[Aim of the exercise] List every line of the records below that contains the string "wooden", copying each such line in full.

[Material for this exercise]
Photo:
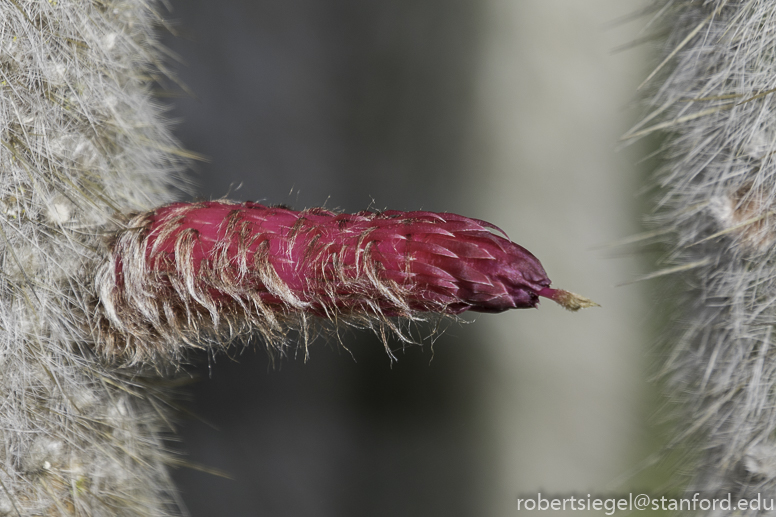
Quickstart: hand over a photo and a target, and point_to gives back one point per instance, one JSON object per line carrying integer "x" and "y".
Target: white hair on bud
{"x": 81, "y": 141}
{"x": 714, "y": 99}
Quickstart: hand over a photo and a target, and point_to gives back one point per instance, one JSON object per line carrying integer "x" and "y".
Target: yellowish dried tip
{"x": 568, "y": 300}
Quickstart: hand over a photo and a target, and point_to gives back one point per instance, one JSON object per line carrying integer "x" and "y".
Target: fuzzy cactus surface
{"x": 712, "y": 97}
{"x": 81, "y": 142}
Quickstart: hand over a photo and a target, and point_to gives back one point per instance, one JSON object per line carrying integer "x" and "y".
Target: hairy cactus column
{"x": 718, "y": 190}
{"x": 80, "y": 141}
{"x": 564, "y": 394}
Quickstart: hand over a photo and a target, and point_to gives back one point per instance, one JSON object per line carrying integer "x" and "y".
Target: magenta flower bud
{"x": 233, "y": 267}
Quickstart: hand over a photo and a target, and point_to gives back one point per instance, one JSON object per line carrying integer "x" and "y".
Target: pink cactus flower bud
{"x": 226, "y": 268}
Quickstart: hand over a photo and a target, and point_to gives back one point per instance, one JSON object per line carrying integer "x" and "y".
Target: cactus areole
{"x": 192, "y": 261}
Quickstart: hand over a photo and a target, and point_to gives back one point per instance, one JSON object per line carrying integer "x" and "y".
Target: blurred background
{"x": 504, "y": 110}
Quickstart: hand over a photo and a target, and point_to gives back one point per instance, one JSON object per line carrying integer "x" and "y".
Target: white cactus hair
{"x": 713, "y": 96}
{"x": 81, "y": 141}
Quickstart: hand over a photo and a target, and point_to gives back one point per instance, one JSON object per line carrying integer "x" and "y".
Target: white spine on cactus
{"x": 81, "y": 141}
{"x": 718, "y": 203}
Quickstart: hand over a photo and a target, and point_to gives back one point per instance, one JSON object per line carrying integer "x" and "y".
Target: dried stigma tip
{"x": 229, "y": 269}
{"x": 568, "y": 300}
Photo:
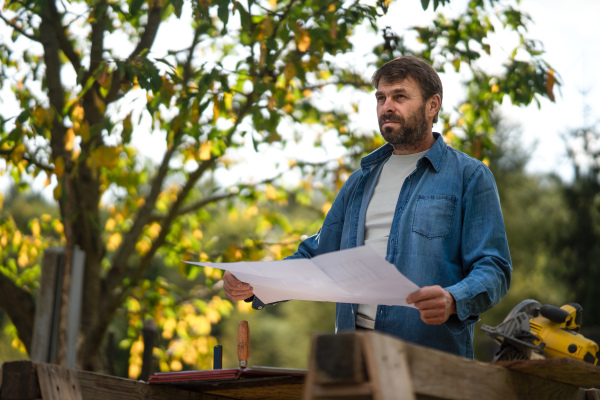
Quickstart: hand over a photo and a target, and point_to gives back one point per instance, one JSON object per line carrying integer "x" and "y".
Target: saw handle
{"x": 554, "y": 314}
{"x": 243, "y": 343}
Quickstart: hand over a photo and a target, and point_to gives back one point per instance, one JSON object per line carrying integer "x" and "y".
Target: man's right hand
{"x": 235, "y": 289}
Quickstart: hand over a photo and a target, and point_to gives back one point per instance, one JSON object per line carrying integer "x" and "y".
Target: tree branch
{"x": 145, "y": 43}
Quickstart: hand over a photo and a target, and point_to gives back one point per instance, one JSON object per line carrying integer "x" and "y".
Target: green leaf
{"x": 178, "y": 5}
{"x": 135, "y": 6}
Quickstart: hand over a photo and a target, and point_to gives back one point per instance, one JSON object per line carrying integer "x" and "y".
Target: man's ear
{"x": 434, "y": 104}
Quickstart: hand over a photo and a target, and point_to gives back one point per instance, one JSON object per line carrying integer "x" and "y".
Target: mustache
{"x": 390, "y": 117}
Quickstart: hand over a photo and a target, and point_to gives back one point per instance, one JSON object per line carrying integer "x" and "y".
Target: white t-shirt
{"x": 380, "y": 214}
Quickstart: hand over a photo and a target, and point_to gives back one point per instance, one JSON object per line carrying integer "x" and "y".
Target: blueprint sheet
{"x": 357, "y": 275}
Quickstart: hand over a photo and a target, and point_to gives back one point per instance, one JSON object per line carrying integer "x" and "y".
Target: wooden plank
{"x": 58, "y": 382}
{"x": 338, "y": 359}
{"x": 19, "y": 381}
{"x": 103, "y": 387}
{"x": 42, "y": 326}
{"x": 445, "y": 376}
{"x": 565, "y": 370}
{"x": 388, "y": 367}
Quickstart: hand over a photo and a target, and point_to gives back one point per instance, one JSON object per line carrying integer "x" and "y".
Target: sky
{"x": 569, "y": 34}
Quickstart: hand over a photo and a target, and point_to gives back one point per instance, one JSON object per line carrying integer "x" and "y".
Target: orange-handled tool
{"x": 243, "y": 344}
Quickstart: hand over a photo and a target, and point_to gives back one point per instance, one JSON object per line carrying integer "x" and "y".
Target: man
{"x": 430, "y": 210}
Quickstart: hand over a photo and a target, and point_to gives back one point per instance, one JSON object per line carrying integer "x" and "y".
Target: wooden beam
{"x": 22, "y": 380}
{"x": 441, "y": 375}
{"x": 58, "y": 382}
{"x": 44, "y": 313}
{"x": 19, "y": 381}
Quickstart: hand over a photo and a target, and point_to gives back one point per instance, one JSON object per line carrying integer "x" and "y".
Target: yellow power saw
{"x": 534, "y": 331}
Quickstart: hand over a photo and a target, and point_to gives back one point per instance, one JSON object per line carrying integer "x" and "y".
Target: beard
{"x": 412, "y": 130}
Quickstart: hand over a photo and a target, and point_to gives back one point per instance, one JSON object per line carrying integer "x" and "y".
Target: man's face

[Output for this exercise]
Target: wooden plank
Target: wooden beam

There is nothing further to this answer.